#### [Written task A]
In the notification service requirements, what p99 end-to-end latency target is set for transactional notifications?
#### [Written task B]
Revise the notification service requirements starting at "1. Accept notification" and ending at "for poison messages.", with "exponential backoff" replaced by "linear backoff".
#### [Written task C]
Write what comes next in the notification service requirements after the point where they stop.

#### [Page text]
Functional Requirements ​

Core (above the line):

  1. Accept notification requests from any internal service.
  2. Deliver via user-preferred channel (push > SMS > email fallback).
  3. Enforce user preferences (opt-outs, quiet hours, marketing caps).
  4. Retries with exponential backoff; dead-letter queue for poison messages.
  5. Exactly-once semantics at user perception (idempotency keys).

Below the line (out of scope):

  • Rich media composition — separate templating service.
  • Content localization — i18n service.
  • Deliverability analytics dashboard — offline pipeline.

Non-Functional Requirements ​

Core:

  1. Scale — 300M notifications/day peak → ~10K/sec steady, 100K/sec burst.
  2. Latency — transactional (trip events): p99 < 2s end-to-end (producer → device). Marketing: within minutes.
  3. Delivery guarantees — at-least-once to provider, dedup at device level.
  4. Availability — 99.99% for transactional; 99.9% for marketing.

Below the line:

  • Deep deliverability analytics — offline.

#### [Data supplied]
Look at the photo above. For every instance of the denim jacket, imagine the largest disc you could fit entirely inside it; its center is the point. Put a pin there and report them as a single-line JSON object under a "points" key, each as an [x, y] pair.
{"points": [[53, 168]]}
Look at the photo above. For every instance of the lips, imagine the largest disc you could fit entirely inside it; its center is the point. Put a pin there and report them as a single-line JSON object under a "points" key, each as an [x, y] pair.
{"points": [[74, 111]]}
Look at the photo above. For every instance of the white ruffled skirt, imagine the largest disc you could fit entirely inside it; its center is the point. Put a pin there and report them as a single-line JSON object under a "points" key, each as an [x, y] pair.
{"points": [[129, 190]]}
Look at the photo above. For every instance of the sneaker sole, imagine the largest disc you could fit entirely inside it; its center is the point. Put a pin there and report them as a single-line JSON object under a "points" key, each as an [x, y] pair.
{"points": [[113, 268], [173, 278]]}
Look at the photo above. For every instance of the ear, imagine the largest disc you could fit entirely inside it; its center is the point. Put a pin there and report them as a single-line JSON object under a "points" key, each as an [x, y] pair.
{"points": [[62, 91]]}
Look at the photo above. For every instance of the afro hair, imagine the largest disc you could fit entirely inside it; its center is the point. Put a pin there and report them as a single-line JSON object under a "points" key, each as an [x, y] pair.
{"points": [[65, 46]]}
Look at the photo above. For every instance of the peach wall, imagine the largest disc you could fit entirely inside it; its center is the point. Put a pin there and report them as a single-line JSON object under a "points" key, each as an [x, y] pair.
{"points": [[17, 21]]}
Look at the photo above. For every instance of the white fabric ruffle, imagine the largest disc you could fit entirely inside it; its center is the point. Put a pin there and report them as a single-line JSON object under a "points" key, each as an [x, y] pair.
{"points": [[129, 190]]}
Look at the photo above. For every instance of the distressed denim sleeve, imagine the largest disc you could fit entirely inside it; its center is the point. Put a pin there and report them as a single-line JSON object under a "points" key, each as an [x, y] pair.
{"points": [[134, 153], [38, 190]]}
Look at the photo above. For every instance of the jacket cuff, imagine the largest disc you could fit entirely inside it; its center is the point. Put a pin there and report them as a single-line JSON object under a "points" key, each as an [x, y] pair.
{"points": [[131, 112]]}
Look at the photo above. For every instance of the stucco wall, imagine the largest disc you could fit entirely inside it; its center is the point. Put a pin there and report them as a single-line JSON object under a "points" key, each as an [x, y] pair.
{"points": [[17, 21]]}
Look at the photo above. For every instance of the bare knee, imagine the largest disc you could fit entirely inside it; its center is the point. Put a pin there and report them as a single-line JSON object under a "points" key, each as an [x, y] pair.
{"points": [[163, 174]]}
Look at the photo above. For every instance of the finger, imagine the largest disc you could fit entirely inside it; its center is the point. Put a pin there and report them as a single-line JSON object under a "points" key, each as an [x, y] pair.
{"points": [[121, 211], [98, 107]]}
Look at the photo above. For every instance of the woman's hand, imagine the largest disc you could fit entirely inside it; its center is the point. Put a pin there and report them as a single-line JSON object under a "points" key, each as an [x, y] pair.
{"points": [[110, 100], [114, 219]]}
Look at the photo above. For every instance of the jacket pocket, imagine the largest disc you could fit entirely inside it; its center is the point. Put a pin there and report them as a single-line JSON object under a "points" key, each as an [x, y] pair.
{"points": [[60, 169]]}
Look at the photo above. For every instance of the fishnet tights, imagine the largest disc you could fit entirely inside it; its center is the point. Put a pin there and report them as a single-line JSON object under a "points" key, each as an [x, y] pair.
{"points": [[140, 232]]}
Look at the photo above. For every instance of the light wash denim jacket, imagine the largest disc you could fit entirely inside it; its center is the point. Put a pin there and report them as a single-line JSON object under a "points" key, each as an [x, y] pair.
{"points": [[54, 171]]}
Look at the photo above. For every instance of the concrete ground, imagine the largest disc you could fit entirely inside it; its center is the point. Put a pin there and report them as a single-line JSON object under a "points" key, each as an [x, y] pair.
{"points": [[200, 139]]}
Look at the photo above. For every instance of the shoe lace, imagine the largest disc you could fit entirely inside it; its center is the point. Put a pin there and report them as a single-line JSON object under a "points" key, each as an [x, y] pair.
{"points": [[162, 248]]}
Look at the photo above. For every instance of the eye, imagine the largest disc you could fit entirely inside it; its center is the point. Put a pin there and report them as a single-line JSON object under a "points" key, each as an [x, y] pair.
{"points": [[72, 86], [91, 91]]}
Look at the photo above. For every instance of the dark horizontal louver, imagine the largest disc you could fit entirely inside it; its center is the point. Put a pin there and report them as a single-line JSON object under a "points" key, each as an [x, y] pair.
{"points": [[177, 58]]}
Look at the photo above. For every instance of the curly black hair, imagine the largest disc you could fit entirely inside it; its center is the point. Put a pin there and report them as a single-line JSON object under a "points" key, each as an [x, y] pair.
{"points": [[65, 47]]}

#### [Final answer A]
Under 2 seconds, from producer to device.

#### [Final answer B]
1. Accept notification requests from any internal service.
  2. Deliver via user-preferred channel (push > SMS > email fallback).
  3. Enforce user preferences (opt-outs, quiet hours, marketing caps).
  4. Retries with linear backoff; dead-letter queue for poison messages.

#### [Final answer C]
  • Rich media previews — handled by an asset service, we forward URLs only.

Capacity Estimation ​

Quick-reference numbers:

  • Peak QPS: 100K/sec input; about 3× fan-out to channels → 300K/sec channel-send rate.
  • Storage: 300M/day × 500 B = 150 GB/day of send logs; 90 days hot = 14 TB. Compressed with Cassandra LZ4 → ~5 TB on disk.
  • Provider fan-out: APNs/FCM accept 5–10K RPS per HTTP/2 connection; need connection pools of ~20 per region.
  • Idempotency cache: 10M active keys in Redis at any time. At 64 B per key → 640 MB footprint.
  • Router compute: 100K/sec × 5 ms = ~500 core-seconds/sec = 500 cores peak. Provision 800 cores across consumer groups for headroom and isolation.

The Set Up ​

Core Entities ​

EntityDescription
NotificationnotifId, userId, channel, template, payload, priority, idempotencyKey, state
UserPreferenceuserId, channelPrefs, quietHoursTz, marketingOptIn, maxPerDay
DeliveryAttemptnotifId, attempt, provider, result, ts

API Design ​

Producer services POST a notification request with an idempotency key. Internal services get back a notification ID for tracking.

typescript
POST /v1/notifications
Headers: Idempotency-Key
Body: {
  userId: string;
  template: string;                 // "trip.driver_arrived"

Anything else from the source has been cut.